* [Work request] The whole answer is the data below, retyped exactly.

* [Data for analysis]
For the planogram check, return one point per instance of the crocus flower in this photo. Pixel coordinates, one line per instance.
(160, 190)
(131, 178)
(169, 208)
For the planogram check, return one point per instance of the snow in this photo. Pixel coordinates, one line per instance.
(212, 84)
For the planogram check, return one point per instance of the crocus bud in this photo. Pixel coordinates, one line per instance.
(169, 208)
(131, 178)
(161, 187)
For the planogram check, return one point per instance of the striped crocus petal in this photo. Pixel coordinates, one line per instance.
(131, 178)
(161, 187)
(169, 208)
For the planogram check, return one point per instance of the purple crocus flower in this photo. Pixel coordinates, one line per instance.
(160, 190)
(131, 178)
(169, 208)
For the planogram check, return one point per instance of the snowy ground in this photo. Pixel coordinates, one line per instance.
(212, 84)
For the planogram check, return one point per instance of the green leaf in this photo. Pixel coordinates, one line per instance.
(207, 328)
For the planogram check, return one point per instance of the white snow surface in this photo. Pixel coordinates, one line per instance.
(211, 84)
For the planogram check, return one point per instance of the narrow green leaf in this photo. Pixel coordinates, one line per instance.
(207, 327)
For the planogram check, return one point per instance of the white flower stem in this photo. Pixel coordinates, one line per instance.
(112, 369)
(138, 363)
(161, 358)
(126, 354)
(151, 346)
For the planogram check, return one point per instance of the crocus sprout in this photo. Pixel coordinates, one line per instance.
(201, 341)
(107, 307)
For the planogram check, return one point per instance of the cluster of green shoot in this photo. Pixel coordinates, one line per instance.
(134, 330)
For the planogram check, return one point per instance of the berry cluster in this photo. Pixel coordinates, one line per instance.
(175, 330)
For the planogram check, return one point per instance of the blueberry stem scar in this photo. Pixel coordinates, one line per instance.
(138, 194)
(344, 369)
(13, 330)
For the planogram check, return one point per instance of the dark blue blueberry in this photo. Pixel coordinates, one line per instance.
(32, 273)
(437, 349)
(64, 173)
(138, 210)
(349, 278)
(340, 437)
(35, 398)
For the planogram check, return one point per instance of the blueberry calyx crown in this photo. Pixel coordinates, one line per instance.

* [Written reply]
For the planogram check, return one point per instance of the crocus flower in this photo. Pixel coordinates, one line per instance.
(160, 190)
(131, 178)
(169, 208)
For the planogram check, return one point per instance of the snow in this photo. Pixel coordinates, one line per instance.
(212, 84)
For the planogram check, return one point per instance of the crocus bud in this photo. Pixel coordinates, one line per instance.
(169, 208)
(131, 178)
(161, 187)
For the planogram check, return one point per instance of the striped crocus petal in this photo. Pixel coordinates, one line per instance.
(131, 178)
(161, 187)
(169, 208)
For the planogram check, return one point per instance of the purple crocus flower in this photo. Pixel coordinates, one line per instance.
(160, 190)
(131, 178)
(169, 208)
For the planogram check, return one point per instance of the snowy ground in this photo. Pixel coordinates, one line per instance.
(212, 84)
For the planogram check, return one point per instance of the green leaf in this photo. Pixel coordinates, one line per instance.
(207, 328)
For the planogram check, return one point per instance of the white snow surface in this photo. Pixel coordinates, one line per instance.
(211, 84)
For the planogram check, return one point per instance of the narrow green leaf in this photo. Pixel coordinates, one line per instance.
(207, 327)
For the planogram check, return one point per instance of the white flower stem in this photo. Pixel coordinates, one line per instance.
(112, 369)
(138, 363)
(161, 358)
(126, 354)
(151, 346)
For the planogram check, return one point per instance of the crocus sprout in this photo. Pixel coordinates, one line per instance.
(201, 341)
(107, 307)
For the planogram check, return one point per instance of the cluster of green shoot in this photo. Pixel coordinates, one line per instance.
(134, 330)
For the planogram check, return one point per instance of the berry cluster in this photo. Pixel coordinates, one line per instance.
(175, 330)
For the planogram check, return one point per instance of the blueberry stem scar in this photo. Pixel coordinates, one line per instance.
(138, 194)
(344, 369)
(13, 330)
For the planogram check, return one point per instance of the dark blue blueberry in this photo. Pixel coordinates, one line per instance.
(32, 273)
(437, 349)
(64, 173)
(138, 210)
(349, 278)
(340, 437)
(35, 398)
For the planogram check, return one point per instance of the blueberry calyx crown in this photo. Pixel coordinates, one line per instance.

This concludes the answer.